# [Task instructions]
Rewrite the records below, changing "green tree" to "palm tree" and keeping every other word and line the same.

================================

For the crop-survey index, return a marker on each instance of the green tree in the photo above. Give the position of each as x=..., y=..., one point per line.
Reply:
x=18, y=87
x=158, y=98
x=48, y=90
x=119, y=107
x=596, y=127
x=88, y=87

================================

# [Written answer]
For the crop-survey index, return a marker on each instance of the palm tree in the photo above. Give the position of each as x=..., y=..., one point per line.
Reply:
x=18, y=87
x=158, y=98
x=48, y=90
x=119, y=107
x=596, y=127
x=88, y=87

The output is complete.